Instructions for the task >> Can you convert the records below into a two-column CSV with the headers "text" and "answer", one row per record, placing each record's text and its answer in their own quoted fields with line breaks replaced by spaces? Cover every record and leave the pictures out.

Items stored from a collection >>
::::::::
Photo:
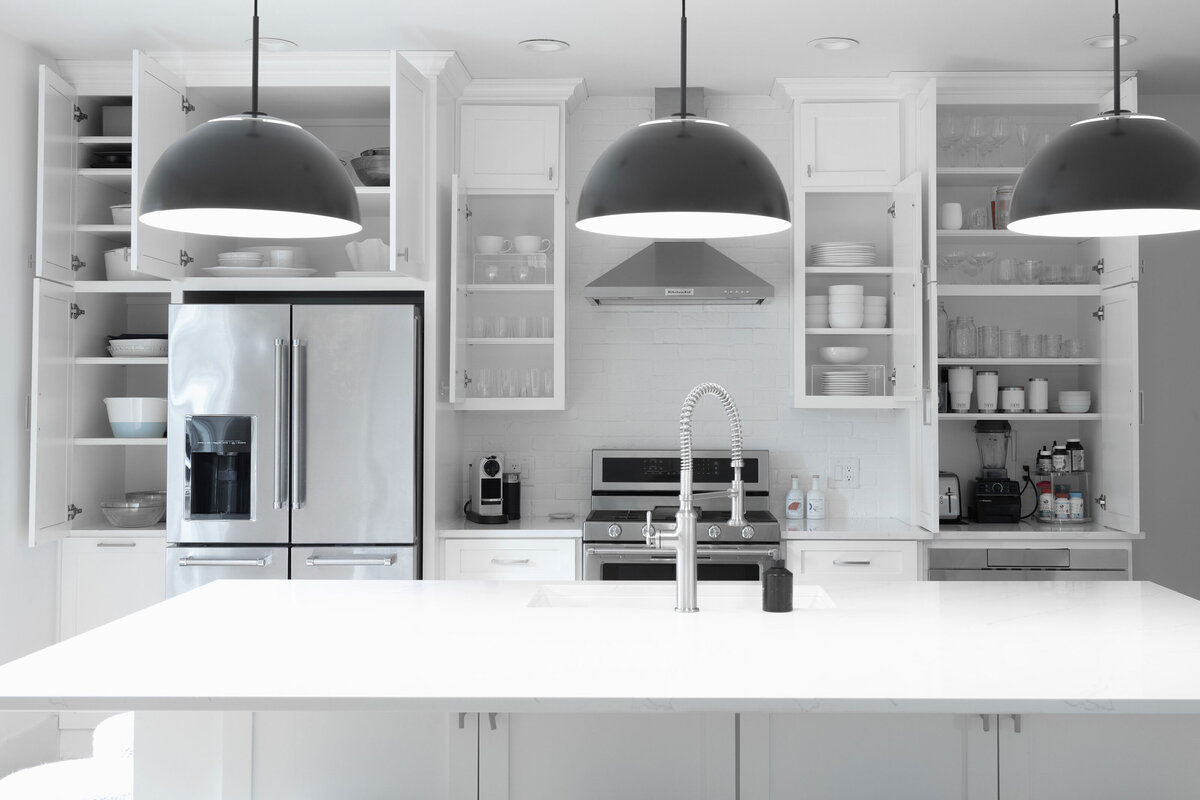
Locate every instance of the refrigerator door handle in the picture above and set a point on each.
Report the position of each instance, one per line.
(282, 362)
(299, 414)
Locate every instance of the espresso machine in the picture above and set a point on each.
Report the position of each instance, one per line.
(995, 497)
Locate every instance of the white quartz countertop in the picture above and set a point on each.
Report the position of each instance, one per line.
(987, 648)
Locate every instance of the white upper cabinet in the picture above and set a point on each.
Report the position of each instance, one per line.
(509, 146)
(57, 146)
(850, 144)
(159, 120)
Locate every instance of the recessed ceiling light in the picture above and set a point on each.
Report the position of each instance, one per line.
(544, 44)
(1105, 42)
(834, 43)
(273, 44)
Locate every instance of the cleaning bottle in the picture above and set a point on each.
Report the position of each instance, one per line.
(793, 507)
(816, 500)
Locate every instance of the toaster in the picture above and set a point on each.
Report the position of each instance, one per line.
(949, 498)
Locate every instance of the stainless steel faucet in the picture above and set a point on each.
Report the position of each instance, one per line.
(684, 534)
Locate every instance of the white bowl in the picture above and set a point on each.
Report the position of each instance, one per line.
(843, 354)
(142, 417)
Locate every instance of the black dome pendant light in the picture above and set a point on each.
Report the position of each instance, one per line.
(1119, 174)
(251, 175)
(683, 178)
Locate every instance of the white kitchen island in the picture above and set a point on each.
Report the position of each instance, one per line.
(493, 690)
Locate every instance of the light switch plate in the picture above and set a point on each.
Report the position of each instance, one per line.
(844, 473)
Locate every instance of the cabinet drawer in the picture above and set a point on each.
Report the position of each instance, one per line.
(514, 559)
(826, 561)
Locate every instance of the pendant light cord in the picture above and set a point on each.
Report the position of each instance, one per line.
(253, 67)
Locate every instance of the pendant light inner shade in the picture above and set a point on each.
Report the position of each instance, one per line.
(1119, 174)
(251, 176)
(683, 179)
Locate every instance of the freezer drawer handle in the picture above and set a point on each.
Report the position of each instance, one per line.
(299, 414)
(281, 423)
(191, 560)
(317, 560)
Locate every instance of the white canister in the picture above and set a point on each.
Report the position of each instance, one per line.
(987, 390)
(1012, 400)
(1037, 398)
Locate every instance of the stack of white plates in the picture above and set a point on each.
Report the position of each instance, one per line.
(841, 253)
(875, 311)
(845, 383)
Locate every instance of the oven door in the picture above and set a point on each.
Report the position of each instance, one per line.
(643, 563)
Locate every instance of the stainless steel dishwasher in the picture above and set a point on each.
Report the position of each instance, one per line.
(1027, 564)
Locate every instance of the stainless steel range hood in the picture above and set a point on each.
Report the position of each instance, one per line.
(678, 272)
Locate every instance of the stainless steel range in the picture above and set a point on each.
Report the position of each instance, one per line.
(629, 483)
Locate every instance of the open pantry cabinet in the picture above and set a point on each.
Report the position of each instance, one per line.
(1063, 310)
(509, 313)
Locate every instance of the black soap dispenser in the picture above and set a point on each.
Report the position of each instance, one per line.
(777, 588)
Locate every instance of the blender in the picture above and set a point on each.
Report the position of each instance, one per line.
(995, 498)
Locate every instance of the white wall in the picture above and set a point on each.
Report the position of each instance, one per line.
(1170, 379)
(28, 577)
(629, 370)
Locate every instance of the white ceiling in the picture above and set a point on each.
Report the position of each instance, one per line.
(628, 47)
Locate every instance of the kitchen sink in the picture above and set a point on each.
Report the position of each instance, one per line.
(661, 595)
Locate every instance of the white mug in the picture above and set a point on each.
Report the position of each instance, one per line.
(492, 245)
(951, 218)
(527, 244)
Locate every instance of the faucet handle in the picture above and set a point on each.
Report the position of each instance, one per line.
(649, 531)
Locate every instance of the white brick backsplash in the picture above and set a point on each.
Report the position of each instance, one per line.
(630, 368)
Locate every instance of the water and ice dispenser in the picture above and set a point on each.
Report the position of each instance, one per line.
(219, 474)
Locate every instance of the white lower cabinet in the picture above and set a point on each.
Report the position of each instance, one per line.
(832, 561)
(107, 577)
(510, 559)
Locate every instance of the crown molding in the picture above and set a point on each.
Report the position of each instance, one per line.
(571, 91)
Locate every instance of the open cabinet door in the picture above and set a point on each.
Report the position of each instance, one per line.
(159, 120)
(49, 425)
(1119, 465)
(409, 164)
(57, 146)
(459, 233)
(906, 317)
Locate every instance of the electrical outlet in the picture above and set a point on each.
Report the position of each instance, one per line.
(844, 473)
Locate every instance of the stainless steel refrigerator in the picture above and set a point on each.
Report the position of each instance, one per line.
(293, 441)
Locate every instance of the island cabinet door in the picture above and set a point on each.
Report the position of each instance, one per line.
(838, 756)
(1098, 756)
(606, 756)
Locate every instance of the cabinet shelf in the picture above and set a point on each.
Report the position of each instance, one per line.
(977, 175)
(1019, 362)
(1041, 290)
(850, 331)
(119, 361)
(1021, 417)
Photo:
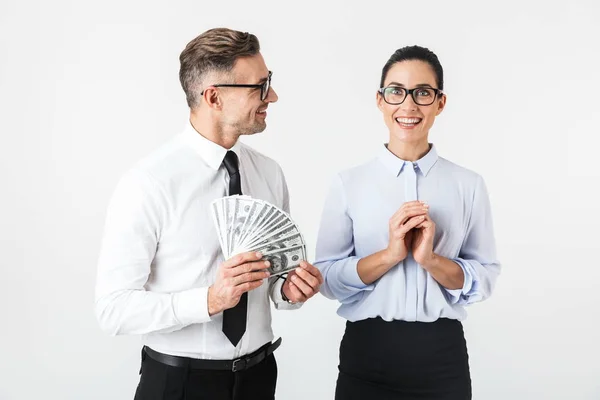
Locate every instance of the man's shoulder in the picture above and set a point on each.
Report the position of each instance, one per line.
(261, 160)
(159, 164)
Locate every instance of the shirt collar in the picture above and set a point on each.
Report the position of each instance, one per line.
(212, 153)
(395, 164)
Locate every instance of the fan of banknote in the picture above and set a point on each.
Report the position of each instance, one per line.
(247, 224)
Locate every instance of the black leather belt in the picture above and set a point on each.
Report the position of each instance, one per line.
(239, 364)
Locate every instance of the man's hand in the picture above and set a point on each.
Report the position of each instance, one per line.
(238, 275)
(302, 283)
(410, 215)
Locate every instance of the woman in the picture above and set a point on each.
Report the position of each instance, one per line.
(405, 242)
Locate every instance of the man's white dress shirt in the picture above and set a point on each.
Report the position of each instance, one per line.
(160, 250)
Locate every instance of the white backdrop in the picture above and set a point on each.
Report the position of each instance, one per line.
(88, 88)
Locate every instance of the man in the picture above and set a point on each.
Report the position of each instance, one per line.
(206, 324)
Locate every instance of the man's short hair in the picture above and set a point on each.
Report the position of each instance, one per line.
(215, 50)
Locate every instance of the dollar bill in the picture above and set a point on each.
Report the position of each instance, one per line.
(284, 260)
(289, 229)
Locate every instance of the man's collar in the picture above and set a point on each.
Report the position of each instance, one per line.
(212, 153)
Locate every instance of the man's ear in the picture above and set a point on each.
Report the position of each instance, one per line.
(212, 97)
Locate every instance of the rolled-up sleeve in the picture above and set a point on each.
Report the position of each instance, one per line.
(133, 226)
(477, 256)
(335, 255)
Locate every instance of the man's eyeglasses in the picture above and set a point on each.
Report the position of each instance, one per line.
(422, 96)
(264, 87)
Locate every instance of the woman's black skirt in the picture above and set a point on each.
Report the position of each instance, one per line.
(382, 360)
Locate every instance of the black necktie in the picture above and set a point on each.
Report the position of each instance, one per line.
(234, 319)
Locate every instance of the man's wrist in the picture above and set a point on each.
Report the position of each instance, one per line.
(283, 296)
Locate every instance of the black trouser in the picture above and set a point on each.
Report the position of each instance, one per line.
(162, 382)
(403, 360)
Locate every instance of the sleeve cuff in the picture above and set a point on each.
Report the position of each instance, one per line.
(460, 295)
(277, 297)
(349, 274)
(191, 306)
::::::::
Result for this exercise >>
text,answer
"Photo: Locate every instance of the refrigerator door handle in the picture above and set a point on each. Report the position of each instance, one per line.","(282, 362) (299, 414)"
"Locate every instance of the espresso machine in the picture above and set a point on each. Report the position of each instance, one per line.","(995, 497)"
"Locate every instance of the white quartz countertop in the picture above and set a point on each. Report the position of each instance, one per line.","(987, 648)"
"Locate every instance of the white upper cabinet in the picture above and set a point on each. Report the position of each instance, one per line.","(509, 146) (57, 146) (850, 144) (159, 120)"
"Locate every instance of the recessed ceiling light in the picture above and set a point on each. Report the position of each instance, one per line.","(544, 44) (1105, 42) (834, 43) (273, 44)"
"Locate every instance of the cleaning bottle in the picture above and set a point on each. Report the position of each instance, one per line.","(793, 507) (816, 500)"
"Locate every instance of the toaster in the picture above and set a point on each. Report the position of each instance, one per line.","(949, 498)"
"Locate every instance of the stainless steel faucet in the picture above and set a point on each. Report the position of each instance, one per line.","(684, 534)"
"Locate every instance of the white bowl in the picture above and set a point on each. Report the position of each instance, one per line.","(843, 354) (142, 417)"
"Locate every instance of the black dome pendant light in the picture above and set a point on each. Report the position of each instance, one per line.","(1119, 174) (251, 175) (683, 178)"
"Locate every instance of the white kitchen island in the picture above and set a point on each. Report the position of each instance, one per line.","(493, 690)"
"Locate every instance of the light switch plate in the picture above and set a point on each. Report the position of each instance, one per line.","(844, 473)"
"Locate every instance of the cabinet drawer in the picture above and set a point on each. Report the position of each instance, one per line.","(514, 559) (826, 561)"
"Locate every instance of the pendant light cord in the picture above and set a point on each. Report the position of each instance, one per line.","(253, 67)"
"Locate every instance of the pendant light inner shade in the picture above and set a point on each. Report the position of each instance, one per line.","(1119, 174) (251, 176) (683, 179)"
"Locate every instance of the freezer drawer handle in the picture above and set a point on each. Report the position of each instance, one per line.","(299, 414) (281, 423) (191, 560) (317, 560)"
"Locate every instance of the white canister in the picture above and set a point on each. Report the position of each instance, one per line.","(987, 390) (1012, 400) (1037, 398)"
"Locate every instance of the stack of white plates in the picture above and set a point on each. Report the position of each instance, one per line.","(841, 253) (875, 311) (845, 383)"
"Locate every instance of the oven door in the picture above and set a point on each. Report the position of each instance, one per line.","(643, 563)"
"Locate every instance of the stainless steel dishwasher in the picture above and set a point on each. Report the position of each instance, one per line.","(1027, 564)"
"Locate every instance of the stainless steel range hood in the picture above and set a point on each. Report the position of each instance, one per line.","(678, 272)"
"Locate every instance of the stainless steel range in the picture above and set a point on each. Report the position of each instance, one per line.","(629, 483)"
"Locate every instance of the open pantry cabinet in the picture above and set a point on each. Report the position of each instance, one per line.","(1063, 310) (509, 313)"
"Locate every instance of the black soap dispenser in the picture above and set a point on each. Report the position of each instance, one per line.","(777, 588)"
"Locate every instance of the blender in the picture above and set a point on each. Report the position of each instance, one per line.","(995, 498)"
"Locate every instance of the white wall in the picture above and set a point on each. Report the position of each instance, one per line.","(1170, 379) (28, 577) (629, 370)"
"Locate every instance of the white ceiling in the picture above and set a point on each. Report the position of each instance, one per line.","(628, 47)"
"Locate every instance of the kitchen sink in the picture above and set a point on each. Report the position of each instance, one per line.","(661, 595)"
"Locate every instance of the white mug in the picture above and set a point on each. Report the position of each instance, one per line.","(492, 245) (951, 218) (527, 244)"
"Locate every instance of the faucet handle in the picture above and set a point on each. Report the position of each instance, one per line.","(649, 531)"
"Locate every instance of the white brick backsplash in the picture above and set a point on each. Report the position of each instance, one per line.","(630, 368)"
"Locate every instance of the water and ice dispenser in the picture above and set a point on each. Report the position of each instance, one per line.","(219, 474)"
"Locate every instance of the white lower cabinet in the picture above and set a point on each. Report the position of each instance, one per line.","(832, 561) (107, 577) (510, 559)"
"Locate every instance of the crown molding in the picture above and set a point on each. Report the position of each instance, one per line.","(571, 91)"
"Locate every instance of the open cabinet door in the picture above and set a point on each. Report the position of each instance, one per line.","(159, 120) (49, 425) (1119, 465) (409, 164) (57, 146) (459, 233) (906, 317)"
"Locate every instance of the electrical outlet in the picture above and set a point on each. Report the position of each instance, one per line.","(844, 473)"
"Locate every instance of the stainless steel refrigerator in the picture above and set a point on each. Report the position of each instance, one per line.","(293, 441)"
"Locate every instance of the island cabinet door in the picture above and set a point on each. Report the position of each instance, one per line.","(838, 756) (1098, 756) (606, 756)"
"Locate every instance of the cabinet shelf in the picture above and set a point on each. Report the position of each instance, one per line.","(977, 175) (1019, 362) (1041, 290) (850, 331) (119, 361) (1021, 417)"
"Photo: Locate every instance of the man's shoulder in the picture above and set a point on each. Report the position of each instance, one per line.","(261, 160) (159, 164)"
"Locate every instance of the shirt collar in the picture above and set a point on each. Report the position of each instance, one per line.","(212, 153) (395, 164)"
"Locate every instance of the fan of banknote in the picture above and set a point on each. Report the position of each instance, one per line.","(247, 224)"
"Locate every instance of the black leather belt in the picture above and set a point on each. Report the position of each instance, one per line.","(239, 364)"
"Locate every instance of the man's hand in the picture above and set a point on each. Report the position of each instance, one per line.","(238, 275) (302, 283) (410, 215)"
"Locate every instance of the woman in the picture above and set a point on each. Report the position of each instance, one per line.","(405, 242)"
"Locate every instance of the man's white dress shirt in the picture above and set a point on each. Report the position of each instance, one per line.","(160, 250)"
"Locate every instance of the white backdrop in the picture above and set a point on each. Report the position of each instance, one per line.","(88, 88)"
"Locate every instance of the man in the picture above and set a point on each. Report the position of each instance, one per line.","(206, 324)"
"Locate every instance of the man's short hair in the picture above and set a point on each. Report the position of each instance, one per line.","(215, 50)"
"Locate every instance of the dollar bill in the picture above and set a point on each. Report the position of each instance, one per line.","(284, 260) (289, 229)"
"Locate every instance of the man's collar in the picture above and set a point on each. Report the position of each instance, one per line.","(212, 153)"
"Locate every instance of the man's ear in the picture above and set a point on each. Report the position of each instance, one per line.","(212, 97)"
"Locate every instance of the rolled-up sleeve in the picture above and set a point on each. Report the position of each instance, one per line.","(133, 226) (477, 256) (335, 255)"
"Locate every instance of the man's eyeglasses in the picture above and set a point on each. Report the position of each instance, one per line.","(422, 96) (264, 87)"
"Locate every instance of the woman's black skirt in the picture above and set a point on each. Report the position of each instance, one per line.","(382, 360)"
"Locate every instance of the black necktie in the picture above and set a point on each. Report the position of each instance, one per line.","(234, 319)"
"Locate every instance of the man's wrist in the picture above and set a point on each. Report the position of each instance, one per line.","(283, 296)"
"Locate every instance of the black trouser in the picture above and set a point on each. Report the position of each instance, one per line.","(162, 382) (403, 360)"
"Locate every instance of the sleeve cuff in the picture above and set a point on each. Report the position of each instance, one per line.","(460, 295) (277, 297) (349, 274) (191, 306)"